- [What is required] What you return must match the data below exactly, minus any pictures.

- [Data supplied]

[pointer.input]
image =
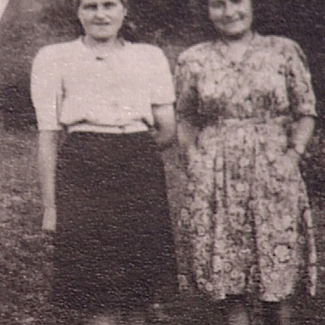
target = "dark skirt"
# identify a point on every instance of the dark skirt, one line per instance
(114, 244)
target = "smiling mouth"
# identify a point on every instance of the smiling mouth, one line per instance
(232, 22)
(101, 24)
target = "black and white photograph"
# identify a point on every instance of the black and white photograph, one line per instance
(162, 162)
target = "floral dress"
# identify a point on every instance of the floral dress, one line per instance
(243, 227)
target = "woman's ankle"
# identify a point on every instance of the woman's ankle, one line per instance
(236, 312)
(279, 313)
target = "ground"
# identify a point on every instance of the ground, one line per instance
(25, 252)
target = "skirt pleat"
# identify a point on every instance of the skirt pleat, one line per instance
(114, 244)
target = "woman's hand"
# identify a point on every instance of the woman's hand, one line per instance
(49, 219)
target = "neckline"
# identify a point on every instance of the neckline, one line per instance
(222, 49)
(102, 55)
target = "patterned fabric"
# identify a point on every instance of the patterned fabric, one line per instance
(243, 227)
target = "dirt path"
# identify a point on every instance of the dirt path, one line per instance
(25, 253)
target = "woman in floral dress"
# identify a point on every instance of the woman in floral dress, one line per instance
(246, 111)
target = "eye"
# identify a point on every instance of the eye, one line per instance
(109, 5)
(90, 6)
(217, 4)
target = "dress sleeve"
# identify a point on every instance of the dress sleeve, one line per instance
(46, 89)
(186, 91)
(299, 85)
(162, 87)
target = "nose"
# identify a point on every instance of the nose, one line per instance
(100, 12)
(229, 9)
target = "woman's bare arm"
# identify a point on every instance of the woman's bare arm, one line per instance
(164, 131)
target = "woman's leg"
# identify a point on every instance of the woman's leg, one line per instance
(278, 313)
(236, 311)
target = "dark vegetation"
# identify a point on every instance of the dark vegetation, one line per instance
(25, 253)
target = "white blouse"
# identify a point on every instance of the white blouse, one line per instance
(114, 93)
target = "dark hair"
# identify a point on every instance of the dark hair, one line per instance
(128, 30)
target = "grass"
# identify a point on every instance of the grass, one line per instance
(25, 252)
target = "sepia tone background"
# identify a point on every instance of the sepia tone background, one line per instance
(27, 25)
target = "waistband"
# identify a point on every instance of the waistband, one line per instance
(251, 121)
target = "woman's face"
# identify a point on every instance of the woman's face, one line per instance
(101, 19)
(231, 17)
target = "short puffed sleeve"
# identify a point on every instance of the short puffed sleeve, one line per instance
(186, 90)
(46, 88)
(299, 85)
(161, 83)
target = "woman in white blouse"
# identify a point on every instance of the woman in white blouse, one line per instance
(104, 189)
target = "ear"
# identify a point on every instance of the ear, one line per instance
(125, 10)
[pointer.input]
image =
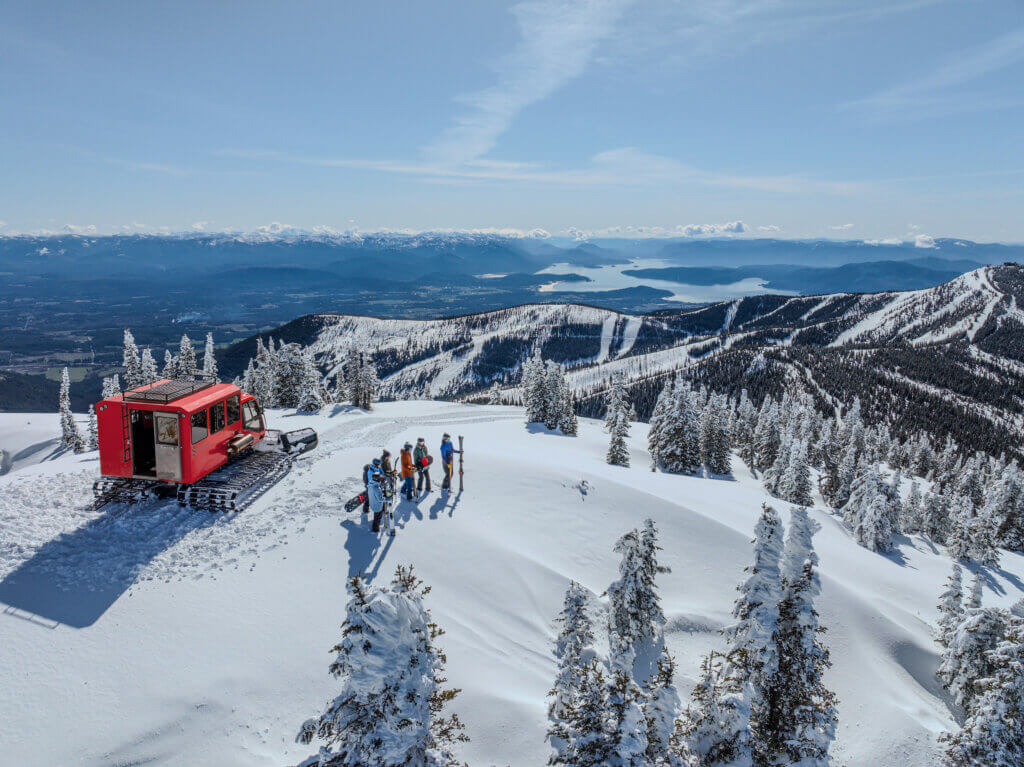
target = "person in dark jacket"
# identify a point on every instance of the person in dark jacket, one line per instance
(372, 468)
(407, 471)
(448, 460)
(422, 471)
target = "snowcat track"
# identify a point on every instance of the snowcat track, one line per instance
(237, 484)
(122, 489)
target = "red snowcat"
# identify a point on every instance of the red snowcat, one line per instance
(204, 440)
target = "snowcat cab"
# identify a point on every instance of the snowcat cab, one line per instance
(204, 439)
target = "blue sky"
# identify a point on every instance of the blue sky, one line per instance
(873, 119)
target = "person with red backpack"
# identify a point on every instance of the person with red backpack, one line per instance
(422, 461)
(407, 471)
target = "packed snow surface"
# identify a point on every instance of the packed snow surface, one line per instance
(160, 635)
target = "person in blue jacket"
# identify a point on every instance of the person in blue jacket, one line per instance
(448, 460)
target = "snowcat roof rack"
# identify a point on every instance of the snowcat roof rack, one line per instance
(168, 391)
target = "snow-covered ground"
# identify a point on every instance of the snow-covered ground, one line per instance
(160, 635)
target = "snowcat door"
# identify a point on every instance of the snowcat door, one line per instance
(168, 446)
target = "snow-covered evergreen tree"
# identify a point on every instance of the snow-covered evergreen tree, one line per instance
(92, 437)
(801, 722)
(950, 605)
(71, 436)
(586, 733)
(388, 712)
(715, 442)
(572, 651)
(112, 386)
(635, 615)
(795, 484)
(966, 661)
(717, 725)
(679, 452)
(910, 520)
(993, 732)
(662, 708)
(209, 358)
(187, 368)
(132, 363)
(147, 367)
(616, 423)
(627, 727)
(869, 513)
(658, 417)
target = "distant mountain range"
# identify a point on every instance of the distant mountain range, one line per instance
(67, 299)
(947, 359)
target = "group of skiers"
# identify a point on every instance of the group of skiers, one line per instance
(380, 476)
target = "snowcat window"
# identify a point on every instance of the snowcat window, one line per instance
(252, 420)
(167, 430)
(216, 418)
(200, 426)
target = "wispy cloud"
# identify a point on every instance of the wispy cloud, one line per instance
(558, 40)
(627, 166)
(936, 93)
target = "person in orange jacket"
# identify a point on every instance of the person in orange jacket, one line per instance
(408, 471)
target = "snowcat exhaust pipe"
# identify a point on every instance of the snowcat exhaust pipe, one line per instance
(239, 443)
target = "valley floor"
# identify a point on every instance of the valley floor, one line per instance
(160, 635)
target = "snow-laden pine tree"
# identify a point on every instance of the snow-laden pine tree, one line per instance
(716, 727)
(71, 436)
(170, 366)
(187, 367)
(635, 615)
(658, 418)
(112, 386)
(966, 661)
(132, 363)
(616, 423)
(910, 521)
(977, 591)
(801, 723)
(586, 734)
(573, 651)
(950, 605)
(662, 708)
(388, 711)
(209, 358)
(869, 513)
(92, 436)
(147, 367)
(715, 442)
(767, 435)
(993, 732)
(679, 452)
(312, 395)
(627, 728)
(795, 484)
(935, 517)
(753, 652)
(534, 388)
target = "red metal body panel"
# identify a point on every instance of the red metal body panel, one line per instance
(199, 459)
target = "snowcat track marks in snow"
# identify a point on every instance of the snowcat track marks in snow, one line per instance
(237, 484)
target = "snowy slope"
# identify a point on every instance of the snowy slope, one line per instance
(160, 635)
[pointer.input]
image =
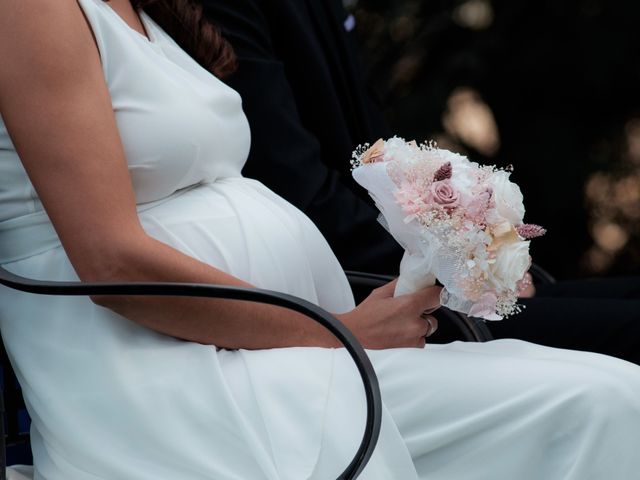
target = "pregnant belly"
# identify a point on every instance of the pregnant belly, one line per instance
(239, 226)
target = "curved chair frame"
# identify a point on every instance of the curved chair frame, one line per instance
(328, 321)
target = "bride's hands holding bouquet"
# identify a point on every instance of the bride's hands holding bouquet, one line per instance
(383, 321)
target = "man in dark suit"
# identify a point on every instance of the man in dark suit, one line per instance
(308, 107)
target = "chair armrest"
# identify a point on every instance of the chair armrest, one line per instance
(473, 329)
(328, 321)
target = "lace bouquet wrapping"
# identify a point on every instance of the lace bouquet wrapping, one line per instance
(459, 222)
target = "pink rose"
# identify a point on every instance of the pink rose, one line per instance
(444, 194)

- [Answer for this exercise]
[pointer.input]
image =
target = "dark skirt"
# identify a point on every instance of the dark skirt, one line per instance
(114, 244)
target = "smiling mouth"
# identify a point on every instance of the smiling mouth, one line per instance
(232, 22)
(101, 24)
target = "black and white photograph"
# identify a point on every instance of the black and white photograph, one line per instance
(162, 162)
target = "floral dress"
# identify a point on every instance of the floral dress, one line per instance
(243, 227)
target = "woman's ankle"
# identify a point on every instance of the woman's ankle, one line per instance
(236, 312)
(279, 313)
target = "ground"
# identify a point on every instance of the ground, one line per instance
(25, 252)
target = "skirt pleat"
# identify a point on every instance of the skirt pleat, one line per instance
(114, 244)
target = "woman's hand"
# identify a point on every instance of the woman's hand, one line per instance
(49, 219)
target = "neckline"
# identify a point on every instance of the neckline, one line per instance
(222, 49)
(102, 55)
target = "patterned fabric"
# identify a point on every instance of the patterned fabric, one line per instance
(243, 227)
target = "dirt path"
# identify a point on every instance of the dirt path, one line per instance
(25, 253)
target = "woman in floral dress"
# identify a point on every instance of the woman in floral dress, one line per instance
(246, 111)
target = "eye"
# identify a point on every instance of the eye, one line per instance
(109, 5)
(90, 6)
(217, 4)
target = "dress sleeve"
# identify a point on every instance of the dress sleeve, one line per instance
(46, 89)
(186, 91)
(299, 85)
(162, 87)
target = "nose"
# identify a point on every instance of the nose, one line per instance
(100, 12)
(229, 9)
target = "woman's bare arm"
# identify a point on every instance of the woman's bare arm, one line per instance
(164, 131)
target = "woman's leg"
# identify a point on every instance of the woman's leg, one line per instance
(278, 313)
(236, 311)
target = "dark vegetation"
# identify a point on every instance of the dark vegetation, one line per instance
(25, 253)
target = "white blouse"
# identify a point on every instance of the white blouse, one line per instance
(114, 93)
target = "dark hair"
# identify a point on every instance of the dark hair, one line per instance
(128, 30)
target = "grass"
# identify a point on every instance of the grass, one line per instance
(25, 252)
target = "sepia tone background"
# identify a point on every instance of the sepia tone background, one line per instance
(27, 25)
target = "waistband"
# identify a point on every instance of the waistband, one line per instance
(251, 121)
target = "woman's face"
# identify a point on every instance of the woman's face, one line per instance
(101, 19)
(231, 17)
target = "short puffed sleeve"
# identify a point on every instance of the short puffed sleeve, one line per instance
(186, 90)
(46, 88)
(299, 85)
(161, 83)
target = "woman in white blouse"
# identify a point on every instance of the woman in white blouse, one line per instance
(104, 189)
target = "ear"
# identify a point on every instance of the ear, one line per instance
(125, 10)
[pointer.input]
image =
target = "person in dark jacket"
# identify a point on every instance of the person in dark jacket, one line per instance
(372, 468)
(407, 471)
(448, 460)
(422, 471)
target = "snowcat track"
# identify a point on every instance of the snowcat track, one line per instance
(237, 484)
(122, 489)
target = "red snowcat"
# identify a point on every instance of the red snowcat, one line per instance
(204, 440)
target = "snowcat cab"
# identify a point on every instance of the snowcat cab, one line per instance
(204, 439)
target = "blue sky"
# identify a point on every instance of the blue sky, one line per instance
(873, 119)
target = "person with red backpack"
# identify a point on every instance of the person with red backpack, one line per instance
(422, 461)
(407, 471)
target = "packed snow surface"
# identify a point on every instance of the packed snow surface, one line per instance
(160, 635)
target = "person in blue jacket"
# identify a point on every instance of the person in blue jacket, one line per instance
(448, 460)
target = "snowcat roof rack"
# identify a point on every instance of the snowcat roof rack, one line per instance
(168, 391)
target = "snow-covered ground"
# identify a point on every instance of the snow-covered ground, one line per instance
(160, 635)
target = "snowcat door"
# identify a point on every instance of the snowcat door, one line per instance
(168, 446)
target = "snow-covered evergreen tree"
# identify a point on every instance of the snow-covered evergreen tree, one line per instance
(92, 437)
(801, 722)
(950, 605)
(71, 436)
(586, 733)
(388, 712)
(715, 442)
(572, 651)
(112, 386)
(635, 615)
(795, 484)
(966, 661)
(717, 725)
(679, 452)
(910, 520)
(993, 732)
(662, 708)
(209, 358)
(187, 368)
(132, 363)
(147, 367)
(616, 423)
(627, 727)
(869, 513)
(658, 417)
target = "distant mountain range"
# identify a point on every instance of the distant mountain range, one line per instance
(67, 299)
(947, 359)
target = "group of skiers"
# identify a point on every instance of the group of skiers, one line per instance
(380, 476)
target = "snowcat window"
# identify a point on every instance of the snowcat window, one line per instance
(252, 420)
(167, 430)
(216, 418)
(200, 426)
target = "wispy cloud"
# identify a point on every instance of the wispy cloud, one line per instance
(558, 40)
(627, 166)
(936, 93)
target = "person in orange jacket"
# identify a point on every instance of the person in orange jacket, one line per instance
(408, 471)
target = "snowcat exhaust pipe"
# identify a point on every instance of the snowcat exhaust pipe, one line per instance
(239, 443)
target = "valley floor"
# identify a point on every instance of the valley floor, one line per instance
(160, 635)
target = "snow-laden pine tree"
# identify a point on every instance of the snow-laden pine tree, one line per instance
(716, 727)
(71, 436)
(170, 366)
(187, 367)
(635, 615)
(658, 418)
(112, 386)
(966, 661)
(132, 363)
(616, 423)
(910, 521)
(977, 591)
(801, 723)
(586, 734)
(573, 651)
(950, 605)
(662, 708)
(388, 711)
(209, 358)
(869, 513)
(92, 436)
(147, 367)
(715, 442)
(767, 435)
(993, 732)
(679, 452)
(312, 395)
(627, 728)
(795, 484)
(935, 517)
(753, 652)
(534, 388)
target = "red metal body panel"
# identify a point on every instance of the red metal body panel, one line per instance
(199, 459)
target = "snowcat track marks in snow"
# identify a point on every instance of the snowcat track marks in snow, one line per instance
(237, 484)
target = "snowy slope"
# identify a point on every instance of the snowy slope, one line per instance
(160, 635)
[pointer.input]
image =
target = "pregnant belly"
# identify a point on every instance of the pregnant belly, one line per instance
(239, 226)
target = "curved chair frame"
# identify a point on every instance of the curved chair frame, one line per instance
(328, 321)
target = "bride's hands holding bouquet"
# identify a point on every instance of the bride's hands holding bouquet, one line per instance
(383, 321)
target = "man in dark suit"
# identify a point on every instance of the man in dark suit, one line per instance
(308, 107)
target = "chair armrest"
# identify a point on every instance of the chair armrest, one line per instance
(473, 329)
(328, 321)
target = "lace bouquet wrapping"
# identify a point on every instance of the lace bouquet wrapping, one line per instance
(459, 222)
target = "pink rose"
# identify a point on every instance of the pink rose, one line per instance
(444, 194)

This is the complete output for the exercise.